Work required |
Let the answer be the lines from the one with "can you locate the lit" to the end of the entries, copied exactly with both boundary lines kept.

Content starts

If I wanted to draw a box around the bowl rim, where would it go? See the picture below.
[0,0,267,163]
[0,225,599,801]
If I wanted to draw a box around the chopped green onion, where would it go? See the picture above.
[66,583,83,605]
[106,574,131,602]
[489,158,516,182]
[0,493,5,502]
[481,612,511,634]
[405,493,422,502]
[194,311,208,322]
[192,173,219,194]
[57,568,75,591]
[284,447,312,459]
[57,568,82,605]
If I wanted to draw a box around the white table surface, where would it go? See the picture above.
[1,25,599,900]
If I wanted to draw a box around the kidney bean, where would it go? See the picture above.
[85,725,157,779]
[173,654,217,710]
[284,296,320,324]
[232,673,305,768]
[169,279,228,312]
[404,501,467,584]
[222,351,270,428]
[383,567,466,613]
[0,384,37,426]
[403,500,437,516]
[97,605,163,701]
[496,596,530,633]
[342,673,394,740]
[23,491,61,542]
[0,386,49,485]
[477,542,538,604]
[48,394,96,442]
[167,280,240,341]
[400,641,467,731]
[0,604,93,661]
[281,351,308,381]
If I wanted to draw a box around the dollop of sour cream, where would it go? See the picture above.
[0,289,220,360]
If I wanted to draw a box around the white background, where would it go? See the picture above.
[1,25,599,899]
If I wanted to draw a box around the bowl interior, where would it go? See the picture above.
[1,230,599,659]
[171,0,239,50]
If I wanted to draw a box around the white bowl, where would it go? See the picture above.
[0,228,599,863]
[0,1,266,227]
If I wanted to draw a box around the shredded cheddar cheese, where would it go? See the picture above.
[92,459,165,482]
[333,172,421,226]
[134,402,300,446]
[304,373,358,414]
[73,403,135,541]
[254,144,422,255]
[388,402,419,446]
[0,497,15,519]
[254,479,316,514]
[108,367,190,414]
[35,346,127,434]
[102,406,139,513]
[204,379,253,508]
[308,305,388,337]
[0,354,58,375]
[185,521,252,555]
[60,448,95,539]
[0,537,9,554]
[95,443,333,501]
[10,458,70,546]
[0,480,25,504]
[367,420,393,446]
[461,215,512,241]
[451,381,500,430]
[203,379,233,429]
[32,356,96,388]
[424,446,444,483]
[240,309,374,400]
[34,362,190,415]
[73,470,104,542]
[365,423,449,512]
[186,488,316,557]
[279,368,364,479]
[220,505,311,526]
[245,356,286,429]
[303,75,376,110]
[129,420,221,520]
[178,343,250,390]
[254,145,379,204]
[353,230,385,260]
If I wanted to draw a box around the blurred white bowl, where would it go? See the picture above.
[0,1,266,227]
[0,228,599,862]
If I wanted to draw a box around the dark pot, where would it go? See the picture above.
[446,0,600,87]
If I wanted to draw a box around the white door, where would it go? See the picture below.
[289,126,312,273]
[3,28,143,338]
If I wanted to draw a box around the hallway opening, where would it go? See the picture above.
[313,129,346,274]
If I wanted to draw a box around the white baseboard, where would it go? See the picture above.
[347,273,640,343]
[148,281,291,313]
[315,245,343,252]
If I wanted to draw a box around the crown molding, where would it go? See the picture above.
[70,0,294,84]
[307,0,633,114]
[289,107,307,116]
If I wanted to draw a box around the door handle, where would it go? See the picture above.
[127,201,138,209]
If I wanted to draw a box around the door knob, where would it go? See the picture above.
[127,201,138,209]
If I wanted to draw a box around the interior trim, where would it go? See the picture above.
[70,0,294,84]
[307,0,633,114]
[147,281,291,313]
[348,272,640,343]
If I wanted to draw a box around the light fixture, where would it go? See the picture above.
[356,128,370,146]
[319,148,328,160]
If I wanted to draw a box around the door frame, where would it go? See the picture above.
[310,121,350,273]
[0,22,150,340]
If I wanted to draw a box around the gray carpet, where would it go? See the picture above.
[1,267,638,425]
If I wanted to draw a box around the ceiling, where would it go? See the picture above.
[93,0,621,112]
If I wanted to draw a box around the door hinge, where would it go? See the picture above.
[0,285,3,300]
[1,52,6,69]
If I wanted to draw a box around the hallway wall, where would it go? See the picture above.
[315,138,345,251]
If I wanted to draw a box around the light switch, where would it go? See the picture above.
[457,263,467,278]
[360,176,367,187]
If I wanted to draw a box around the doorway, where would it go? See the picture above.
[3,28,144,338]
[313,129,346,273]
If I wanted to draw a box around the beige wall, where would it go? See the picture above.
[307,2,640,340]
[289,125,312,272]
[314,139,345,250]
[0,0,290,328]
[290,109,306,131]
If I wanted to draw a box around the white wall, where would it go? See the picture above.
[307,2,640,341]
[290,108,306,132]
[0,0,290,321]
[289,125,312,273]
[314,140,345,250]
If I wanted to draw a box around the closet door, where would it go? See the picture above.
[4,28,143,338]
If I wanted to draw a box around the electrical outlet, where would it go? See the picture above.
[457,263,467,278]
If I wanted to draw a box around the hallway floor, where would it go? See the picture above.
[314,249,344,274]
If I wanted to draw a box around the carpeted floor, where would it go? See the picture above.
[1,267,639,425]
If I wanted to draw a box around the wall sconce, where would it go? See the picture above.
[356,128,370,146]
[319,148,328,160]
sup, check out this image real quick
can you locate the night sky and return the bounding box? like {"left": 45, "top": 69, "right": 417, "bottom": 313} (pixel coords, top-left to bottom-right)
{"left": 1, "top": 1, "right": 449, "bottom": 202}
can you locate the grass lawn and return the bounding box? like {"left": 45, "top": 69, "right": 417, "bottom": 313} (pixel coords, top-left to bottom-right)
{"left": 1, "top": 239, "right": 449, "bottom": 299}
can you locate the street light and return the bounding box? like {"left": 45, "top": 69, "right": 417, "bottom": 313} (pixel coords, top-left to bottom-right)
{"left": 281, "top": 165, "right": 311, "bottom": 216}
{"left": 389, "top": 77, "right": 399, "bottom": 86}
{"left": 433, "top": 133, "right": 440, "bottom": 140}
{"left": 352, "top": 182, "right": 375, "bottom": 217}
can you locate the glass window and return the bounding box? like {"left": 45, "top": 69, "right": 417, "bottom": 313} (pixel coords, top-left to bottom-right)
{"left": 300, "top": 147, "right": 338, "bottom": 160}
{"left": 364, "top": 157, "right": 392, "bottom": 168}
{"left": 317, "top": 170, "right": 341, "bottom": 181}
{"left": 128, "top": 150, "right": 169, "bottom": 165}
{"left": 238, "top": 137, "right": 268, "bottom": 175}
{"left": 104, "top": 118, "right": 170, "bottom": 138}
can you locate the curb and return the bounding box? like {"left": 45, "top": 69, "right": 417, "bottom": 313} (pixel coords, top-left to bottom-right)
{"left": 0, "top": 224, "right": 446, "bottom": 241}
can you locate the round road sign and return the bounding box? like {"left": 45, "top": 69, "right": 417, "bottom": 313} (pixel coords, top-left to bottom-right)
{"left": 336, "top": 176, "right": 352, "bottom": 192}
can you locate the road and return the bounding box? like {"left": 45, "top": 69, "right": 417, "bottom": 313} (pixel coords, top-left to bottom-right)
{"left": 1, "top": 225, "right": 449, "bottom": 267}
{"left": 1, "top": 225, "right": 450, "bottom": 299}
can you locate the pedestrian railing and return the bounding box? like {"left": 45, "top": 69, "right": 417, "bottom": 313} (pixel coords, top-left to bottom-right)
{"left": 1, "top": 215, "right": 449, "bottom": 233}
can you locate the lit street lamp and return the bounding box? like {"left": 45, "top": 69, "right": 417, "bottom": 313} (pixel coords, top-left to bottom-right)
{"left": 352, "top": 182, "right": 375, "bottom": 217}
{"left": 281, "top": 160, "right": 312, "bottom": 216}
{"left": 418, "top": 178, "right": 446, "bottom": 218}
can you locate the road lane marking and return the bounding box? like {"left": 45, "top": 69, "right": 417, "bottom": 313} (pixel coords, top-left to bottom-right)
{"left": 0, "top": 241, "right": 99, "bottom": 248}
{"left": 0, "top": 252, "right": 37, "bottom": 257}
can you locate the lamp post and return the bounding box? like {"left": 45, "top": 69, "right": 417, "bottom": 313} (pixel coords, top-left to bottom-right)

Content ends

Result |
can you locate the lit street lamp and return the bounding box? like {"left": 45, "top": 69, "right": 417, "bottom": 313} (pixel coords, top-left to bottom-right)
{"left": 352, "top": 182, "right": 375, "bottom": 217}
{"left": 281, "top": 160, "right": 312, "bottom": 216}
{"left": 418, "top": 178, "right": 446, "bottom": 218}
can you locate the road lane marking and return the bounding box? like {"left": 45, "top": 69, "right": 417, "bottom": 313} (pixel coords, top-left to bottom-right)
{"left": 0, "top": 241, "right": 99, "bottom": 248}
{"left": 0, "top": 252, "right": 37, "bottom": 257}
can you locate the lamp post and return the bounding box? like {"left": 45, "top": 69, "right": 417, "bottom": 313} (pixel coords, top-left to bottom-right)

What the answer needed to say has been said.